Die Stasi als Alptraum

■ U. Plenzdorfs Stasi-Film „Häschen hüpf“ morgen in der ARD

Oktober 1989: Während SED- Chef Honecker den 40. Jahrestag der DDR zelebrieren läßt, werden am 7. und 8. Oktober in verschiedenen Städten der DDR Demonstranten zusammengeknüppelt und der Staatsgewalt „zugeführt“. Staatsanwälte, von der Stasi eilig zusammengetrommelt, segnen die Inhaftierung der „Rowdies“ und „Staatsfeinde“ widerspruchslos ab. Nur einer in Berlin weigert sich. Sein Argument: Es gebe keinerlei gesetzliche Grundlage. 53 Personen setzt er wieder auf freien Fuß.

Oktober 1990: Die Versuche, den Tag der deutschen Vereinigung zu zelebrieren, scheitern an der Gleichgültigkeit der Masse. Jubelrufe mischen sich mit Haßparolen. Auch jene Veranstaltung, die an die Ereignisse vom 7. und 8. Oktober 89 erinnern will, wird weiter nicht beachtet. Eine Kommission von Bürgerrechtlern hatte in mühsamer Kleinarbeit zusammengetragen, wer wofür verantwortlich ist. Den besagten Staatsanwalt traf keine Schuld. „Wenigstens Sie waren ein guter Mensch“, hatte ein Kommissionsmitglied bei seiner Anhörung geseufzt.

Aufgabe A —
Gib aus den Datensätzen den Abschnitt wortwörtlich wieder, der mit der Zeile beginnt, die „of the teal“ enthält, und bis zum Ende der Datensätze reicht. Beide Enden gehören dazu.

Bereitgestellte Datensätze —

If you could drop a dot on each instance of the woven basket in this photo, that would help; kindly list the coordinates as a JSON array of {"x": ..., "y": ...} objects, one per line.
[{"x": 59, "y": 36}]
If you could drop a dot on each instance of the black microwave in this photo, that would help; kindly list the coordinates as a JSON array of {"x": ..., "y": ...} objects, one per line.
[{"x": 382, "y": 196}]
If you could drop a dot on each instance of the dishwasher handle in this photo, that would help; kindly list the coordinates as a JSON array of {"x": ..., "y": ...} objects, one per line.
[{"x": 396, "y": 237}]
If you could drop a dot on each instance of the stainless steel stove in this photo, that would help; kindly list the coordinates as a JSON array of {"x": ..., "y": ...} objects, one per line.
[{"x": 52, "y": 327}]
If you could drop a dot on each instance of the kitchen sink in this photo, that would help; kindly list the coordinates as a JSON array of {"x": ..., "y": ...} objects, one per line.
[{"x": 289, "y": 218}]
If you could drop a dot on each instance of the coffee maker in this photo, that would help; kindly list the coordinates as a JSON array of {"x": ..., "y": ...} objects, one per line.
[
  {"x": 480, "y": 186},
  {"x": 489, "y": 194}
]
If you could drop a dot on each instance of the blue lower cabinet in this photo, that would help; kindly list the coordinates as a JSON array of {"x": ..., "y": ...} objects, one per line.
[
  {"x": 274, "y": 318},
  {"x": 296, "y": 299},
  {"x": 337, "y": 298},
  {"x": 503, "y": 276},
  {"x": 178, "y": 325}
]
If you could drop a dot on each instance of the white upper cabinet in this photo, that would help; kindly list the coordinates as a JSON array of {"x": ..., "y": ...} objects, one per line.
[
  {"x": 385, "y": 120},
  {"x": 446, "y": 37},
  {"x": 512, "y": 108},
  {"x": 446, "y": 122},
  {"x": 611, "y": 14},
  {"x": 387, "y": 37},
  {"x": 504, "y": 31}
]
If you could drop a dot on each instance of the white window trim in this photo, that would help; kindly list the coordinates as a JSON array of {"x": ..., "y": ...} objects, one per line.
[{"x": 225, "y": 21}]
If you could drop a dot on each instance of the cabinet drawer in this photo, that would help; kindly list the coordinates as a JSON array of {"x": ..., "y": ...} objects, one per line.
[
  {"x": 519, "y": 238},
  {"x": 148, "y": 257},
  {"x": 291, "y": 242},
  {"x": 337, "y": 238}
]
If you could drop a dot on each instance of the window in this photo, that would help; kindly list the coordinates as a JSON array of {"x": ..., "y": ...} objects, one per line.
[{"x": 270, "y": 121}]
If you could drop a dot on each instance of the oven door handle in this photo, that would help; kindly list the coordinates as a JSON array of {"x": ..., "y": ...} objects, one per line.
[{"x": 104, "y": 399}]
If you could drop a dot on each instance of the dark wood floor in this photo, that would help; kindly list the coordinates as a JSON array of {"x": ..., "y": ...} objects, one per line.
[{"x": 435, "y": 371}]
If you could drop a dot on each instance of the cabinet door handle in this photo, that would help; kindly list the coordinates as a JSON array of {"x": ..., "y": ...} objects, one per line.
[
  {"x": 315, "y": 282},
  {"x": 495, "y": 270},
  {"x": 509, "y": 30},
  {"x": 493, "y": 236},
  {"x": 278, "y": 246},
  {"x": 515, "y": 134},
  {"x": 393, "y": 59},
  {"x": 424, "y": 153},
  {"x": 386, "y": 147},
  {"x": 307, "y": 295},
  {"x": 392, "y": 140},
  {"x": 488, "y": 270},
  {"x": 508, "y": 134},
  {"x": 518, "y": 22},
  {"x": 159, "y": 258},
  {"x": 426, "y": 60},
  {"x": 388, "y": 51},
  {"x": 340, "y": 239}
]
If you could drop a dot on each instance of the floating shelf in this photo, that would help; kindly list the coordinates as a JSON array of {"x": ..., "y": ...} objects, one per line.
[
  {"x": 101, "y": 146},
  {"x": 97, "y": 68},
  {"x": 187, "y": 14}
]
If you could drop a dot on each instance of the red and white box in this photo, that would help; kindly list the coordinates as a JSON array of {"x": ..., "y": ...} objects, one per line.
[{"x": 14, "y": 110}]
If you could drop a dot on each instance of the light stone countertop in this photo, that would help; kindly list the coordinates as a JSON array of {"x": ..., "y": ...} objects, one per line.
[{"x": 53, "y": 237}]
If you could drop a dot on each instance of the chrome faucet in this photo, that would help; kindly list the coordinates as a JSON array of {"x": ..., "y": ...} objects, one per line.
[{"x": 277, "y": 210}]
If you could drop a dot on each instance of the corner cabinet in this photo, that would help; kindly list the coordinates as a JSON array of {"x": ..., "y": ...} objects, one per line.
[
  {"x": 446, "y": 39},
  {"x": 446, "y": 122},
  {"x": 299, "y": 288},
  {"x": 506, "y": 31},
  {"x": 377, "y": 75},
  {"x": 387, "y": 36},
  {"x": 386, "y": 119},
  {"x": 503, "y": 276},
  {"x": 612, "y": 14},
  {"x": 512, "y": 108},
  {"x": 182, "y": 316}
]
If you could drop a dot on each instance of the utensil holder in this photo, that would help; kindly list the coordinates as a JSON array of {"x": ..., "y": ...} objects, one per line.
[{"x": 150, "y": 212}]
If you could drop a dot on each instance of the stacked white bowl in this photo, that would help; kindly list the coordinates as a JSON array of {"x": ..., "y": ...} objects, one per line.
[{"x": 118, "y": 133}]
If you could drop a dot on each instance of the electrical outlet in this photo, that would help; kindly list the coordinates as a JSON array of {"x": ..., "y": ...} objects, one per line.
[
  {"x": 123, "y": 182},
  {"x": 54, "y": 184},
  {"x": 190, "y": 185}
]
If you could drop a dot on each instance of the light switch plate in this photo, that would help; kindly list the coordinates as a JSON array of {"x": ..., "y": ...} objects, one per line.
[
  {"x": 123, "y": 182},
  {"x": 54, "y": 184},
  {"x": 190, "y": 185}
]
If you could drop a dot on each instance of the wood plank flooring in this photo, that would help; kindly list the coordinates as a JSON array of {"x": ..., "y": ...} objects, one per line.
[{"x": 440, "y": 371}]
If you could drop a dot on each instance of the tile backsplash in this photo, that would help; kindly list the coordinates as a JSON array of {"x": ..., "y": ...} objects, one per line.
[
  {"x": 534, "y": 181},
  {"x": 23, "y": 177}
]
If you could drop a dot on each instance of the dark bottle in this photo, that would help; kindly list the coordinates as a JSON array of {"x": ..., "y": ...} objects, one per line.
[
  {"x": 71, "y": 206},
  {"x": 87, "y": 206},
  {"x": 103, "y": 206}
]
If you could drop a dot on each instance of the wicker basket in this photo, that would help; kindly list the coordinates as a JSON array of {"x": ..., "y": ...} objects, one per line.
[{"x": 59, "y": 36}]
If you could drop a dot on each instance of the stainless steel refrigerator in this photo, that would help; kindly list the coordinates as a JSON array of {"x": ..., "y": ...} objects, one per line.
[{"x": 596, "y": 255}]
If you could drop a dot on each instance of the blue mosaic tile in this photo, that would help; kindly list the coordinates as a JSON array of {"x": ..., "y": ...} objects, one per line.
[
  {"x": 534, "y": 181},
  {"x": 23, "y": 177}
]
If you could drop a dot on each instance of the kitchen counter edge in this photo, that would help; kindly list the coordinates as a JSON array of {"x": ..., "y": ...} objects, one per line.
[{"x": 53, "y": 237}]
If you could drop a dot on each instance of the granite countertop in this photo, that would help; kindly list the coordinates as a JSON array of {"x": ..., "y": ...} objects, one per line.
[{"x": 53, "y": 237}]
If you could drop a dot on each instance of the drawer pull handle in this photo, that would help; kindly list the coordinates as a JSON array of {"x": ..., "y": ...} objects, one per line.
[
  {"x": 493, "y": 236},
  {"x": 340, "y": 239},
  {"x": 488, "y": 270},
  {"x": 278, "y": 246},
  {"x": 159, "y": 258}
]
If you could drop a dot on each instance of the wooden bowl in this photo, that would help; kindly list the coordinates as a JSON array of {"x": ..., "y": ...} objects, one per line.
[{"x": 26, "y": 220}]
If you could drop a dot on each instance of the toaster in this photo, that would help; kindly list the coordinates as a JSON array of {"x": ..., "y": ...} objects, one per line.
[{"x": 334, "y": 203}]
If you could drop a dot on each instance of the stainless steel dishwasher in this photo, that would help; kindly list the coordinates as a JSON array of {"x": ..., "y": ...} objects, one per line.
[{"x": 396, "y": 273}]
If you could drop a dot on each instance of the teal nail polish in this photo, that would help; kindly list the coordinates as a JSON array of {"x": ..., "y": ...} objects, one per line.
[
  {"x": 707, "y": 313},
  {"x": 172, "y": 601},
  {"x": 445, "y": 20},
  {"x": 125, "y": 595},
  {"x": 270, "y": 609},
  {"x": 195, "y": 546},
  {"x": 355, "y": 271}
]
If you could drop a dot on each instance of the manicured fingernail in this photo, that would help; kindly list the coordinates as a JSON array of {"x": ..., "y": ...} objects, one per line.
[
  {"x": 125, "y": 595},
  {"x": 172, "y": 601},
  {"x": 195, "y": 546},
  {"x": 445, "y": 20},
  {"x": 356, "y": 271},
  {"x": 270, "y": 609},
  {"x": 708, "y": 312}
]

Aufgabe B —
Zitiere aus dem Artikel über Plenzdorfs Stasi-Film genau den Abschnitt, der mit den Worten „Die Stasi als“ beginnt und mit „auf freien Fuß.“ endet.

Schriftliche Antwort A —
If you could drop a dot on each instance of the teal nail polish in this photo, that would help; kindly list the coordinates as a JSON array of {"x": ..., "y": ...} objects, one per line.
[
  {"x": 707, "y": 313},
  {"x": 172, "y": 601},
  {"x": 445, "y": 20},
  {"x": 125, "y": 595},
  {"x": 270, "y": 609},
  {"x": 195, "y": 546},
  {"x": 355, "y": 271}
]
If you could drop a dot on each instance of the manicured fingernail in this photo, that would help; kindly list the coordinates as a JSON array of {"x": ..., "y": ...} objects, one per line.
[
  {"x": 125, "y": 595},
  {"x": 172, "y": 601},
  {"x": 195, "y": 546},
  {"x": 445, "y": 20},
  {"x": 356, "y": 271},
  {"x": 270, "y": 609},
  {"x": 708, "y": 312}
]

Schriftliche Antwort B —
Die Stasi als Alptraum

■ U. Plenzdorfs Stasi-Film „Häschen hüpf“ morgen in der ARD

Oktober 1989: Während SED- Chef Honecker den 40. Jahrestag der DDR zelebrieren läßt, werden am 7. und 8. Oktober in verschiedenen Städten der DDR Demonstranten zusammengeknüppelt und der Staatsgewalt „zugeführt“. Staatsanwälte, von der Stasi eilig zusammengetrommelt, segnen die Inhaftierung der „Rowdies“ und „Staatsfeinde“ widerspruchslos ab. Nur einer in Berlin weigert sich. Sein Argument: Es gebe keinerlei gesetzliche Grundlage. 53 Personen setzt er wieder auf freien Fuß.